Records

============

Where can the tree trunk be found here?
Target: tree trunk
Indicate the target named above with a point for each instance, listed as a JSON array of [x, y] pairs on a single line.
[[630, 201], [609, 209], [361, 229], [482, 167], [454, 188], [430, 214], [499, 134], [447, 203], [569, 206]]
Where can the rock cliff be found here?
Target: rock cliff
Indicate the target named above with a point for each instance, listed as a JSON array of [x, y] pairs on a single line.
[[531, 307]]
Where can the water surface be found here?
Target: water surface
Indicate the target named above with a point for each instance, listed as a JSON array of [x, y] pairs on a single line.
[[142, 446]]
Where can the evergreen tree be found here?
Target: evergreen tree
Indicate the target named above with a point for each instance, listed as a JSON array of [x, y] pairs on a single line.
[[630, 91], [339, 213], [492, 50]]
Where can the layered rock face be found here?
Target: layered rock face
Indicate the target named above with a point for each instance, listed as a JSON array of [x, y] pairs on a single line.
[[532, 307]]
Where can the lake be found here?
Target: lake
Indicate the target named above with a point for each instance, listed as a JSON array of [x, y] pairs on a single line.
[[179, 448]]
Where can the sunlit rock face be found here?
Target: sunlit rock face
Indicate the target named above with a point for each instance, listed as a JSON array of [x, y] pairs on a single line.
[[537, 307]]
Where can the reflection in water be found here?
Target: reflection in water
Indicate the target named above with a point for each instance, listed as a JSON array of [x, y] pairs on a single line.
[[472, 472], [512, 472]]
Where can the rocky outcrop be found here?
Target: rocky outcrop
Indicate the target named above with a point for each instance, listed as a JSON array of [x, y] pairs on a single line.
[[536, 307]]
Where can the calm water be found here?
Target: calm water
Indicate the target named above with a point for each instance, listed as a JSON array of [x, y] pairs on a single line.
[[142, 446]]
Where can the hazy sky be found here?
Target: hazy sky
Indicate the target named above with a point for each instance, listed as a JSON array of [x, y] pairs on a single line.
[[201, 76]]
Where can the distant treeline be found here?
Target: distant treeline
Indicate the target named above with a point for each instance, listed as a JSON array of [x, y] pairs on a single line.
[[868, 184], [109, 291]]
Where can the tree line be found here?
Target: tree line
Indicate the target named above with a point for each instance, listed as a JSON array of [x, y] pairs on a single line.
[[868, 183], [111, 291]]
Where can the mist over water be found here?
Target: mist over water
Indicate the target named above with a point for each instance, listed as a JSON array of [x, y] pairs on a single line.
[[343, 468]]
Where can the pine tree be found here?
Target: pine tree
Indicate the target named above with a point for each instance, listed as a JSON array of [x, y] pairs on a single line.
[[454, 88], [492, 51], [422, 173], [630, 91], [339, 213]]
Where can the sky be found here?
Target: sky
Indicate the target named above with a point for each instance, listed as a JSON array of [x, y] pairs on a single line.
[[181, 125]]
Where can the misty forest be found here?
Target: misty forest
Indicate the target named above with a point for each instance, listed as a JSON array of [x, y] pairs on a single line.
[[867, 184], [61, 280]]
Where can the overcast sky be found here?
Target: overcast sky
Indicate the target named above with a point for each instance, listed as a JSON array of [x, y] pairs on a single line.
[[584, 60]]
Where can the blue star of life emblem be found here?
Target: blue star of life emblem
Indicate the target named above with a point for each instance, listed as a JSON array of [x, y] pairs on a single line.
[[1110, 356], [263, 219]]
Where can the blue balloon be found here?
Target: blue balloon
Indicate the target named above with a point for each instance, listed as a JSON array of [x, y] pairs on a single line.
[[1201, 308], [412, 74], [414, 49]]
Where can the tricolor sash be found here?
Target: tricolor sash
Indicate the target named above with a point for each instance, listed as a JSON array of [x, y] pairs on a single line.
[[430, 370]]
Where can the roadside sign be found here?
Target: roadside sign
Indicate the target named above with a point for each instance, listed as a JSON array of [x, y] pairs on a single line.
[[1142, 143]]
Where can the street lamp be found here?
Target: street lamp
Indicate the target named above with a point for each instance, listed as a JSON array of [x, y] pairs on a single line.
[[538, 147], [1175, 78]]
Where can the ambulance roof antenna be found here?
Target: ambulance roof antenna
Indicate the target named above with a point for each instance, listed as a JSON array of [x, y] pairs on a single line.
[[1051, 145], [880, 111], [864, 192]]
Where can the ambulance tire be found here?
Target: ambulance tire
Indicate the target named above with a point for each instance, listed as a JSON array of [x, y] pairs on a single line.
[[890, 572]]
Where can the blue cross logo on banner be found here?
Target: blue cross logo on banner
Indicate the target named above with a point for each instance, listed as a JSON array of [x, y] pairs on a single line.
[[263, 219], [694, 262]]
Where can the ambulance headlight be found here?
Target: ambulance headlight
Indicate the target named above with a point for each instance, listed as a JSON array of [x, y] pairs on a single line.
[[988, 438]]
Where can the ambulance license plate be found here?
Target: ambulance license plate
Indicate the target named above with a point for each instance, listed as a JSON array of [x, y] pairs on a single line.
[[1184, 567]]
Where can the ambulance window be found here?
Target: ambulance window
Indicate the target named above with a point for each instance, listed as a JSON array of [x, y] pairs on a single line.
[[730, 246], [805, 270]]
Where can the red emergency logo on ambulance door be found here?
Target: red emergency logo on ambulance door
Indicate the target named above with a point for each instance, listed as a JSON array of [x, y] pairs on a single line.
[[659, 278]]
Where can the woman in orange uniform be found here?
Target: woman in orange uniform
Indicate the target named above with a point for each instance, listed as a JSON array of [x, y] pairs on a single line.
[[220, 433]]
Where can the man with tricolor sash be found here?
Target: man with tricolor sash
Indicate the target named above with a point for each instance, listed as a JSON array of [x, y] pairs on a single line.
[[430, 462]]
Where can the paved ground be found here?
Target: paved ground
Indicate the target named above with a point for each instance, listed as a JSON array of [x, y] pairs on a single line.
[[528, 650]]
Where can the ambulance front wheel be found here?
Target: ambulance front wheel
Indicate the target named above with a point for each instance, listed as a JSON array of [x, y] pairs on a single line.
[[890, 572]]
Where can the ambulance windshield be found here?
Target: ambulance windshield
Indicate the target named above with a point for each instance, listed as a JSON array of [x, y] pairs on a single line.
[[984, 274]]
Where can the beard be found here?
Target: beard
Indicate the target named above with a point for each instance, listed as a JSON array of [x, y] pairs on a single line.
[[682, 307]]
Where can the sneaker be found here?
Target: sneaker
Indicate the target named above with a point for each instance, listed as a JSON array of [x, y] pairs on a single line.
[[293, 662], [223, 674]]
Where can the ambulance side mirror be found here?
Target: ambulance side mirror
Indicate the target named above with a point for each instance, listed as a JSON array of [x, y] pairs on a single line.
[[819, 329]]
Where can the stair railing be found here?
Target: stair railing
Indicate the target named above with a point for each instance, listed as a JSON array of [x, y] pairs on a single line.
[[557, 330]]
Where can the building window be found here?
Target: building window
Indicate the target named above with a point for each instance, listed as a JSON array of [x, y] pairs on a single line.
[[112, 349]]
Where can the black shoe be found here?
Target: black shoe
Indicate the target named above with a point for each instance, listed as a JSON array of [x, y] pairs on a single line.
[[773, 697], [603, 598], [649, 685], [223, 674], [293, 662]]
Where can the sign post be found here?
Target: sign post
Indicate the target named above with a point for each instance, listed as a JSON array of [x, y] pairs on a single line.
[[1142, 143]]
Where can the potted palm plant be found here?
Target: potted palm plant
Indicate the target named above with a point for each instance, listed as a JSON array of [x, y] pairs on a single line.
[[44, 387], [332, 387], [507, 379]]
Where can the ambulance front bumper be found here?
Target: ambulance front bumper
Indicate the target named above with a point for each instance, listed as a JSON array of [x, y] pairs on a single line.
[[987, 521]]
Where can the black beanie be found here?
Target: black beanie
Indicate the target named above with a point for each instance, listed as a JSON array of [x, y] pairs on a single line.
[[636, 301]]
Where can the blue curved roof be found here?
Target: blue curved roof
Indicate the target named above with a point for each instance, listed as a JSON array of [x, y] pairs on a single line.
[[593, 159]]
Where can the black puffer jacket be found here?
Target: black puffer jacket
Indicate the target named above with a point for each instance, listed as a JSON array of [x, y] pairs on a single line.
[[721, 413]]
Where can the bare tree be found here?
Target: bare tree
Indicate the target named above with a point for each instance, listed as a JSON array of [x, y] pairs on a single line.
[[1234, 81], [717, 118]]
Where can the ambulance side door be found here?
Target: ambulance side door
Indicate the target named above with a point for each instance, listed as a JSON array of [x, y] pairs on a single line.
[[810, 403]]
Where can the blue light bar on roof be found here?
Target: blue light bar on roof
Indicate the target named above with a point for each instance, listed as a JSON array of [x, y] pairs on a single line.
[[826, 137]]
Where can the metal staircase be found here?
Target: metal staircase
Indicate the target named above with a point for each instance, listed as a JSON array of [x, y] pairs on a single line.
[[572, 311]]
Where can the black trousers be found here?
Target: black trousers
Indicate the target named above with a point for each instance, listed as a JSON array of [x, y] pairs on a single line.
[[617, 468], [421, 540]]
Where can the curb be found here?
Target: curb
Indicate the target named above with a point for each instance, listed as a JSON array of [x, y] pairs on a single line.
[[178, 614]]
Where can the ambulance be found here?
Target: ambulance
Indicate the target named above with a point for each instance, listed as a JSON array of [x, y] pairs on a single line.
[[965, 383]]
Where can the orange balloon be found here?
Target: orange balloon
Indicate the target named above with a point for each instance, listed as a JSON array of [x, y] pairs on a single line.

============

● The task:
Print the records above word for word, starting at the beginning of the records and ending at the line that contains "203], [569, 206]]".

● Reply to the task:
Where can the tree trunk be found here?
Target: tree trunk
Indicate the target named above with a point for each instance, listed as a JSON array of [x, y] pairs on a single line.
[[630, 201], [609, 209], [361, 229], [482, 167], [454, 188], [430, 214], [499, 134], [447, 203], [569, 206]]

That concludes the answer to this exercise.